>> start Text

Evidentia, a revolutionary VR tool, has been launched by CCD Design and Ergonomics. The product, still at its early stages, enables designers and architects to evaluate human behaviour.

The UK Office of Rail and Road has revealed that 428 million passenger journeys occurred during Q1 of the 2018-19. The busiest station is London Waterloo, which witnessed 99 million arrivals and departures during 2016-17. The efficiency of customer movement is essential.

Rail journeys can go smoother with better wayfinding solutions for the average passenger. Wayfinding involves utilising localised information to assist individuals in finding the best possible route. The idea is to get past hurdles like other passengers, stores and ad placements.

Optimal wayfinding principles are being used currently across newly-constructed railway stations. Passenger flow is the key focus of such mechanisms. Yet, architects and designers have concerns regarding the real-life implementation of plans. Space utilisation can be worrisome.

The advent of VR is addressing such issues, by enabling visualisation of probable designs. UK-based design firm CCD Design and Ergonomics has partnered with Swedish eye-tracking tech connoisseurs Tobii, to launch a VR eye-tracking device called Evidentia. It will help architects receive design feedback during early stages, to enable enhanced station designs for passenger convenience.

Amalgamation of eye-tracking and VR

David Watts, CCD managing director, reveals that a device combining VR and eye-tracking is being developed. It inserts designers and passenger reps into VR scenarios and made to perform specific tasks. The participants are asked to move about and find their trains. Data regarding the visual inclination of participants i.e. what they see and what they don’t, is also being collected.

>> end Text
>> start Stored rows

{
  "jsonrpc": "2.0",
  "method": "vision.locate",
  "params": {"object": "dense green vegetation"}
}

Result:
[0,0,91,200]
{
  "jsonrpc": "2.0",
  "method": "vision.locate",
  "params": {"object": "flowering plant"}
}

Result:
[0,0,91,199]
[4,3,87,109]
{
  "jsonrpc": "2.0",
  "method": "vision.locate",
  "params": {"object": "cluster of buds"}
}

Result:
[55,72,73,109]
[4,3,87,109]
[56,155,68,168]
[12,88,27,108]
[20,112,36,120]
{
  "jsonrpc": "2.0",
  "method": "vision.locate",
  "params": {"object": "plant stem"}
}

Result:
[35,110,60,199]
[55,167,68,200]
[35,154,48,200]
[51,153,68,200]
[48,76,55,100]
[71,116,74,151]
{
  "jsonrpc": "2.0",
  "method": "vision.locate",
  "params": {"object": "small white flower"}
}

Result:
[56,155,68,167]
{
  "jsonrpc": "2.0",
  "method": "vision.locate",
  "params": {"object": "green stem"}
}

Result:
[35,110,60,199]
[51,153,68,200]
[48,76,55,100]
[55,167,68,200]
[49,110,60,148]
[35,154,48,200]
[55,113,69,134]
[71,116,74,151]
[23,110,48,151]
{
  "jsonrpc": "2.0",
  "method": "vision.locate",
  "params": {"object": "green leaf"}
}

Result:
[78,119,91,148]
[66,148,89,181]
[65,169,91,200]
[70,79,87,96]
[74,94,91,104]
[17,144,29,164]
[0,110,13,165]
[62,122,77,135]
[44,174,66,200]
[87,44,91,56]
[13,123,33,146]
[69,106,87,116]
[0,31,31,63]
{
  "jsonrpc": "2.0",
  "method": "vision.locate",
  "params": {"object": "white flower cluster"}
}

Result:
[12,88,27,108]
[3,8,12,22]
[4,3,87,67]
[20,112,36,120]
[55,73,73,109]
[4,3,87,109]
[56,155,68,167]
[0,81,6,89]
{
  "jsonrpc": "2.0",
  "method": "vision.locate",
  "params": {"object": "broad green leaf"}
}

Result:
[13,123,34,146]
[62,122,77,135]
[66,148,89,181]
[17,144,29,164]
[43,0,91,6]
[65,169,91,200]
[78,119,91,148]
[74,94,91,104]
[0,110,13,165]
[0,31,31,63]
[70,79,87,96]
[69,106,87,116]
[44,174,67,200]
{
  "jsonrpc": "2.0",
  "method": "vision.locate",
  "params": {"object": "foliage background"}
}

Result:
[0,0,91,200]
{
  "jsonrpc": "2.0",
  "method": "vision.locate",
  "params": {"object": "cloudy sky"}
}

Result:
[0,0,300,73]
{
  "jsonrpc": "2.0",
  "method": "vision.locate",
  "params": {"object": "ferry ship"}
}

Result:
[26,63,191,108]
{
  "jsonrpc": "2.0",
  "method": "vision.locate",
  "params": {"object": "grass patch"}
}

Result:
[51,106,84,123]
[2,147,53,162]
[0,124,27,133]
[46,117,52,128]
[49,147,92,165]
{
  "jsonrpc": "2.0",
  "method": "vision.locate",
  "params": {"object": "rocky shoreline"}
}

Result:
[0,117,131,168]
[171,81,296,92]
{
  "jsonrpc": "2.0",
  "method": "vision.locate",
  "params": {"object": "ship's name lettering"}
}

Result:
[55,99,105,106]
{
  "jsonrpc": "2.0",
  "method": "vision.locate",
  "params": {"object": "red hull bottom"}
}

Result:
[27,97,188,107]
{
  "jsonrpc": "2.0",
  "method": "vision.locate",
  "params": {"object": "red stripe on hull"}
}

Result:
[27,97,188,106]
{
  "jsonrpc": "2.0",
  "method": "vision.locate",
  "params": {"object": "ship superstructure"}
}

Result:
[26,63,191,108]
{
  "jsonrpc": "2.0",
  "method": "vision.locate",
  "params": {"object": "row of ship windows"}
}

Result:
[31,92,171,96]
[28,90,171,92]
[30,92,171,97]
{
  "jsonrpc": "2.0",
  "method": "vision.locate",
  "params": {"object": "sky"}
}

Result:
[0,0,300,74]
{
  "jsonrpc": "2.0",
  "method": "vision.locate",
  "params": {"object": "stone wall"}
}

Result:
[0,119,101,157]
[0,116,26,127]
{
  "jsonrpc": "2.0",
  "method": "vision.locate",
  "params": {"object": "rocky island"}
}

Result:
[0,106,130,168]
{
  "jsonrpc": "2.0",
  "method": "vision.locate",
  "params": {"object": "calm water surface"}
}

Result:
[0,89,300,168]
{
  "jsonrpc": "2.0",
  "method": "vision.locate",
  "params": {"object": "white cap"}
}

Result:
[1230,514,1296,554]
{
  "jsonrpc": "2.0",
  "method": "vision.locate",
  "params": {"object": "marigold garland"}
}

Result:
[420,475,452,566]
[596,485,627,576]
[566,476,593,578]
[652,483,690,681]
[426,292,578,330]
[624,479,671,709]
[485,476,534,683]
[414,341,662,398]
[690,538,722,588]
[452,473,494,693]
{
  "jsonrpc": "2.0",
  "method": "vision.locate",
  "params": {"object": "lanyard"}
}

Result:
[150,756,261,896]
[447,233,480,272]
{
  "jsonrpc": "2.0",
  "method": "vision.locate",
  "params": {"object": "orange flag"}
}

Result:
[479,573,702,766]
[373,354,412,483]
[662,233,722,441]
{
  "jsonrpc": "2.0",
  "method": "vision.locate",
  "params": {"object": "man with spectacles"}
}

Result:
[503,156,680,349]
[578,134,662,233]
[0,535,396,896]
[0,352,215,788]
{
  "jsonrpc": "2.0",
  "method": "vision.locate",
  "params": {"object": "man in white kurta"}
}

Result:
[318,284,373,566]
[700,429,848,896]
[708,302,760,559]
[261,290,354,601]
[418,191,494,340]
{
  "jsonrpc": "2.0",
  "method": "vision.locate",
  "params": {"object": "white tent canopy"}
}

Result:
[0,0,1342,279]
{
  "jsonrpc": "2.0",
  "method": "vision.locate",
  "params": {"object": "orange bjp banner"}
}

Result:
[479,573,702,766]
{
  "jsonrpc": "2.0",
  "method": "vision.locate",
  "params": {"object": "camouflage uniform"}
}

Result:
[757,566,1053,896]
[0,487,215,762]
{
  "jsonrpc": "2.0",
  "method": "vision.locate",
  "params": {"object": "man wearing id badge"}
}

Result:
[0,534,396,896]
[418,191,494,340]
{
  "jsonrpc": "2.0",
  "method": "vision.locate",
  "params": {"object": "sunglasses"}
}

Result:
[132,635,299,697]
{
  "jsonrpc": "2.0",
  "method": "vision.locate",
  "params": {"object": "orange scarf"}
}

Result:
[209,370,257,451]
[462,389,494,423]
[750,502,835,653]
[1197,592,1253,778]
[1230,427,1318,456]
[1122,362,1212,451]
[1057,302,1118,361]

>> end Stored rows

=== Work to complete ===
a. List every organization named in the text about Evidentia.
b. Collect every line of the entries that contains the string "plant". Case counts.

=== Answers in order ===
a.
CCD Design and Ergonomics
UK Office of Rail and Road
Tobii

b.
  "params": {"object": "flowering plant"}
  "params": {"object": "plant stem"}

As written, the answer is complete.